Your goal — Return each line below that contains the word "with". Case counts.

--- BEGIN ---

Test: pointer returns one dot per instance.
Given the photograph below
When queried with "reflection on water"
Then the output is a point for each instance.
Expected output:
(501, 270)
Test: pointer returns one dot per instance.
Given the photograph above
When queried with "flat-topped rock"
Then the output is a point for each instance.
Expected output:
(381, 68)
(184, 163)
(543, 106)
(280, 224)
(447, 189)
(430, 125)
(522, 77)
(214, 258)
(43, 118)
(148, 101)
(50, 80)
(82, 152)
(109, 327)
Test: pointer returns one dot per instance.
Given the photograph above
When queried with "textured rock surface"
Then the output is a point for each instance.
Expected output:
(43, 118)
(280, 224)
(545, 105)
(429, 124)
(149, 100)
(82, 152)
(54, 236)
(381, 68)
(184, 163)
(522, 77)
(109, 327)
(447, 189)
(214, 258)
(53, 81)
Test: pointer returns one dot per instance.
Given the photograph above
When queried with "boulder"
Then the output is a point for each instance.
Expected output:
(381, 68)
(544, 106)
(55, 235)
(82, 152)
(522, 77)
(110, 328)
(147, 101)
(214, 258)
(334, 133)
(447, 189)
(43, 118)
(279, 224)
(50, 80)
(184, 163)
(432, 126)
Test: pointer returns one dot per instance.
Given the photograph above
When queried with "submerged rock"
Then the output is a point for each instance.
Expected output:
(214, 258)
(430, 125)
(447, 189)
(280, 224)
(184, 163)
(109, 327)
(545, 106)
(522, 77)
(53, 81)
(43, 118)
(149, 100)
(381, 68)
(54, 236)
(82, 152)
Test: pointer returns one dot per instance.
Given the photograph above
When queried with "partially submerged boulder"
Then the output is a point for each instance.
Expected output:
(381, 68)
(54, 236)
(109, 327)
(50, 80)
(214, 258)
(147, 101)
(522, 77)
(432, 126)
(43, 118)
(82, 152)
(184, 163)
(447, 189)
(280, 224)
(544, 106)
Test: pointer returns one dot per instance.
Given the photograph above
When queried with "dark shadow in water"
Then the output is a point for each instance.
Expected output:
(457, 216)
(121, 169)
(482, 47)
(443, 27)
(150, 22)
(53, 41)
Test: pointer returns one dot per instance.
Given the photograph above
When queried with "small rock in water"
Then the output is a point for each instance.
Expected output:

--- END ---

Correct response —
When queried with "reflection on water"
When queried with "flat-topped rock"
When queried with "textured rock surface"
When queried with "boulder"
When queried with "submerged rock"
When queried with "partially submerged boulder"
When queried with "dark shadow in water"
When queried with "small rock in water"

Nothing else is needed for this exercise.